___ Supplied records
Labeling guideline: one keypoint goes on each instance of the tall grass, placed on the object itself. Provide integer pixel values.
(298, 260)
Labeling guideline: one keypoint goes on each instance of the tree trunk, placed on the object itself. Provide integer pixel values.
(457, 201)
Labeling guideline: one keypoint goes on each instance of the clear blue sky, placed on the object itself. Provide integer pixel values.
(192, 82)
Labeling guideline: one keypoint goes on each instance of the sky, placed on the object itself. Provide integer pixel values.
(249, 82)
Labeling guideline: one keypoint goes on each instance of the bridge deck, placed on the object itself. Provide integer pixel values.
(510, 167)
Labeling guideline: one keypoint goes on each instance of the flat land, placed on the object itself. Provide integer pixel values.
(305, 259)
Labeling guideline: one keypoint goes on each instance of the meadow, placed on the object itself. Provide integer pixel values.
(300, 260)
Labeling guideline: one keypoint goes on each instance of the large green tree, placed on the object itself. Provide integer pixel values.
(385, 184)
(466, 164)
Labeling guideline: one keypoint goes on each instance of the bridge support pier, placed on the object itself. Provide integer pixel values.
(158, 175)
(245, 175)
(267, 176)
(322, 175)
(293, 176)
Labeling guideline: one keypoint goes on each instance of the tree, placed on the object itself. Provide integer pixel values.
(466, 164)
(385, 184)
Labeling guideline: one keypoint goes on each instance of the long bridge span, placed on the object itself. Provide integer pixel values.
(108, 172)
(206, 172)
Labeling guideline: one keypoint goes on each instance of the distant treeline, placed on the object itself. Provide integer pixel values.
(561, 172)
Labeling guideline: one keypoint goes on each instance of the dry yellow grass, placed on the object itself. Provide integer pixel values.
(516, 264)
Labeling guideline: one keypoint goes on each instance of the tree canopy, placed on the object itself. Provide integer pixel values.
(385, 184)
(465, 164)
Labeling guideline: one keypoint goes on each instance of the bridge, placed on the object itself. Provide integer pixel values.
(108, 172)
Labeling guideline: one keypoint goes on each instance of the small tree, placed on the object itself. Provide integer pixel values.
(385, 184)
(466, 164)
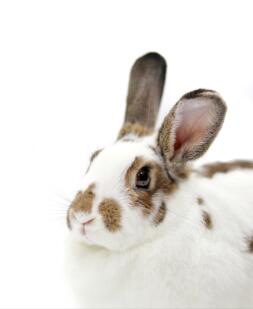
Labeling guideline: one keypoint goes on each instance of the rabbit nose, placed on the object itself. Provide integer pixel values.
(88, 222)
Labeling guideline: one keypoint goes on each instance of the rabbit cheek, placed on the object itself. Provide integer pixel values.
(159, 217)
(110, 211)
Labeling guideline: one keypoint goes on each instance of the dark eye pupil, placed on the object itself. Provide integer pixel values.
(142, 178)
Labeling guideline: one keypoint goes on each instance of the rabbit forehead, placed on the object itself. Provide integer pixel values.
(109, 167)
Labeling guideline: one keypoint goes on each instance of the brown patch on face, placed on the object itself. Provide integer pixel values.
(160, 214)
(111, 214)
(207, 220)
(159, 182)
(84, 200)
(135, 129)
(200, 200)
(209, 170)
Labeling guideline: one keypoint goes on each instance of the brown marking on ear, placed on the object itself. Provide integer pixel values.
(92, 158)
(145, 90)
(207, 220)
(159, 183)
(84, 200)
(135, 129)
(155, 150)
(181, 143)
(95, 154)
(200, 200)
(111, 214)
(250, 244)
(160, 214)
(178, 169)
(211, 169)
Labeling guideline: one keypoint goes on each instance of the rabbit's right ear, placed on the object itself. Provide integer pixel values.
(145, 90)
(191, 126)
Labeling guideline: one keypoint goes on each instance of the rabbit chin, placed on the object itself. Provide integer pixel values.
(119, 241)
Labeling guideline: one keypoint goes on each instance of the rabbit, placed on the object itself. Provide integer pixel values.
(147, 229)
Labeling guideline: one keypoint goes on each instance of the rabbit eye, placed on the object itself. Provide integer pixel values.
(143, 178)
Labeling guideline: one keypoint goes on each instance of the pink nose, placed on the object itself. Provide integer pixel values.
(88, 222)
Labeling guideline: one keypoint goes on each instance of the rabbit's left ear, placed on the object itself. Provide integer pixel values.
(191, 126)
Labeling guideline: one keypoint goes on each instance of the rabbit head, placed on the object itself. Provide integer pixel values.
(128, 185)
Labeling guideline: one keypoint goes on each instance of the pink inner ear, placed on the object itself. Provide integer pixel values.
(193, 119)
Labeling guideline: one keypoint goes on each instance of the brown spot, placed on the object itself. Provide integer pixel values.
(160, 214)
(111, 214)
(159, 183)
(135, 129)
(84, 200)
(250, 244)
(207, 220)
(200, 201)
(209, 170)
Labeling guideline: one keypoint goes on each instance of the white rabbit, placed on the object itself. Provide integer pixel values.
(147, 230)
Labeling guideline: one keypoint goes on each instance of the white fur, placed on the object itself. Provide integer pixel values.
(178, 264)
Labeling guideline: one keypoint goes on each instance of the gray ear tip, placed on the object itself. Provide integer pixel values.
(207, 93)
(153, 57)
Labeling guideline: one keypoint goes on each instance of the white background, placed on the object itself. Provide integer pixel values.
(63, 79)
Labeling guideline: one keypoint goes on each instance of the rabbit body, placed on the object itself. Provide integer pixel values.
(188, 264)
(152, 232)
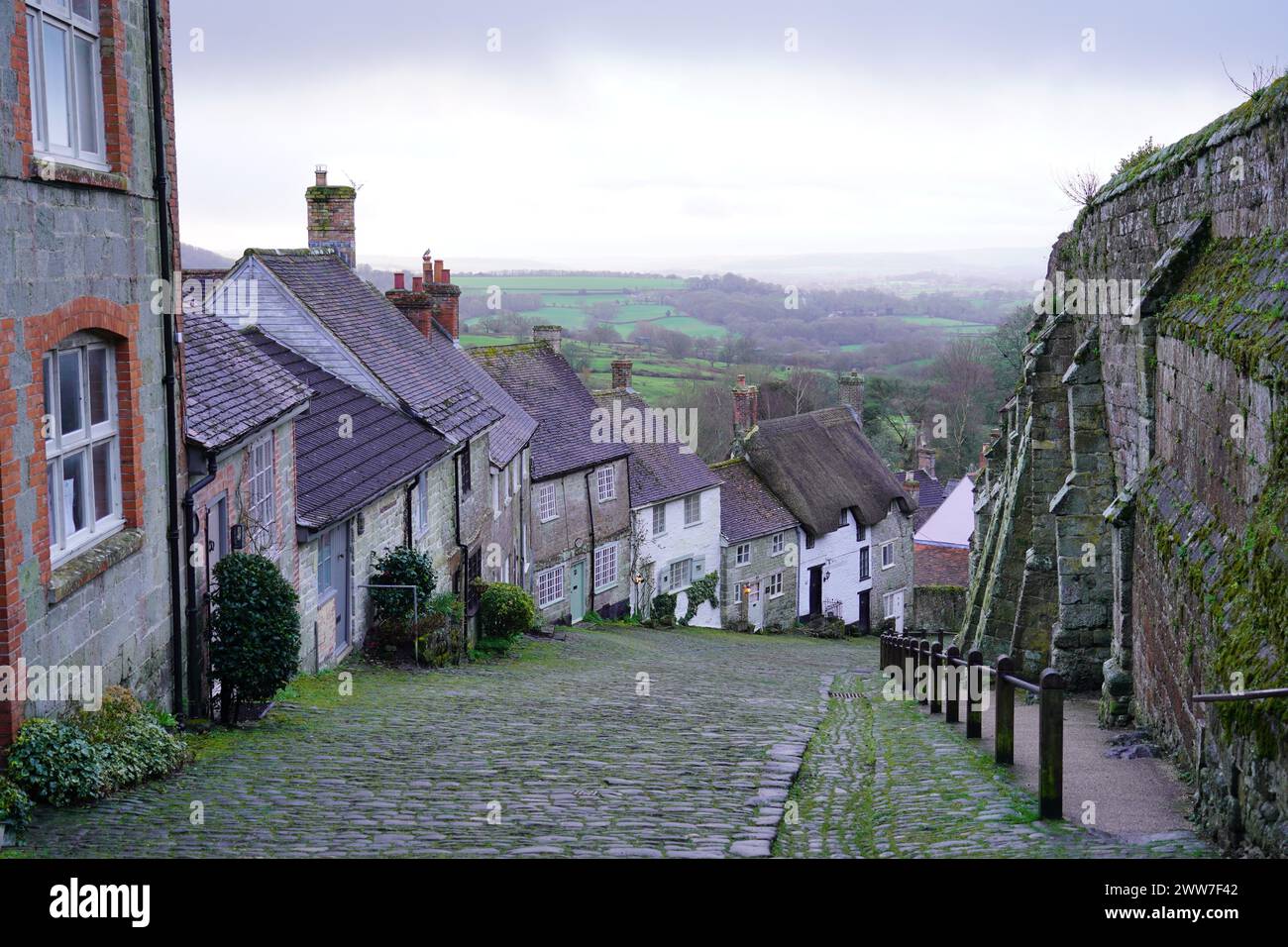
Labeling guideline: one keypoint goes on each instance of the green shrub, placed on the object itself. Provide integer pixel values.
(254, 631)
(505, 612)
(54, 763)
(400, 566)
(16, 805)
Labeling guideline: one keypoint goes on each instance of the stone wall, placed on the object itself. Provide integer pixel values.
(1141, 471)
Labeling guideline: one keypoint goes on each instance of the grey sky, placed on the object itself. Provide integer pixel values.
(608, 132)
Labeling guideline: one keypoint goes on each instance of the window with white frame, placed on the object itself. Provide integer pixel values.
(774, 585)
(420, 504)
(549, 586)
(548, 502)
(82, 455)
(65, 80)
(605, 567)
(263, 502)
(605, 478)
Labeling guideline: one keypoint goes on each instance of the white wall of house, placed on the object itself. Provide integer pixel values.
(698, 543)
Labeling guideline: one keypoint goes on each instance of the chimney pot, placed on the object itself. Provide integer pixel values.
(550, 335)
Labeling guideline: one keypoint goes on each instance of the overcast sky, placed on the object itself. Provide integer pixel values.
(610, 132)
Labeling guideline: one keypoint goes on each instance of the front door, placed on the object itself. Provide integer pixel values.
(338, 545)
(755, 607)
(578, 590)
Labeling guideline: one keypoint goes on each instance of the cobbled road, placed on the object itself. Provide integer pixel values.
(729, 746)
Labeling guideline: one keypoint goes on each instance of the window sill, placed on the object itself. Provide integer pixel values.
(54, 171)
(85, 567)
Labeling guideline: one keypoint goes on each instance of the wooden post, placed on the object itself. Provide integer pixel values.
(923, 661)
(936, 685)
(1051, 745)
(1004, 712)
(953, 693)
(974, 682)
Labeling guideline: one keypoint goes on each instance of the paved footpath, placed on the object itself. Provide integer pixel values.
(566, 750)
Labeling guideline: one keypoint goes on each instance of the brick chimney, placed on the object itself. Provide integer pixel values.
(621, 373)
(432, 298)
(851, 393)
(911, 484)
(745, 407)
(331, 222)
(550, 335)
(926, 458)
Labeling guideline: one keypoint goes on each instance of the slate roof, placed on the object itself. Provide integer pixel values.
(516, 425)
(545, 385)
(820, 464)
(658, 471)
(231, 388)
(940, 565)
(747, 506)
(334, 475)
(429, 377)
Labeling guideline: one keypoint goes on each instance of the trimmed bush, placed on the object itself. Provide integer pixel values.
(16, 805)
(254, 631)
(54, 763)
(505, 612)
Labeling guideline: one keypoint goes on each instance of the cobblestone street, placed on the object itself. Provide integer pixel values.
(568, 759)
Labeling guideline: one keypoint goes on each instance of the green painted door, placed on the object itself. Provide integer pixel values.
(578, 590)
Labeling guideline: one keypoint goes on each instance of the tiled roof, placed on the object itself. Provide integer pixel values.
(940, 565)
(820, 464)
(231, 388)
(930, 493)
(658, 471)
(516, 425)
(747, 506)
(336, 475)
(546, 386)
(429, 377)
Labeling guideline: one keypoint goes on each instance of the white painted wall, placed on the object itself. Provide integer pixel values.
______
Objective = Beginning at the line that contains "of the cobblestone", retype each line of the listing up to and including the last one, exactly as it stands, and nothing else.

Response for this exercise =
Labeling guideline: one keypoint goes on each instance of the cobblestone street, placed on the object itself. Provide integer pixel values.
(568, 759)
Labeling guideline: one keypoint goes on each instance of the green painted door, placed on the object itself. Provide integer pixel values.
(578, 590)
Labeling guideline: one keypoint goes on each instance of the tiled roof, placed on the object itself. Provide integer pixel values.
(940, 565)
(820, 464)
(231, 388)
(930, 493)
(658, 471)
(516, 425)
(747, 506)
(336, 475)
(546, 386)
(429, 377)
Labeling guideline: one keypoint goes on each instance of the white painted wall, placed on the object itself. Provide integer pixel values.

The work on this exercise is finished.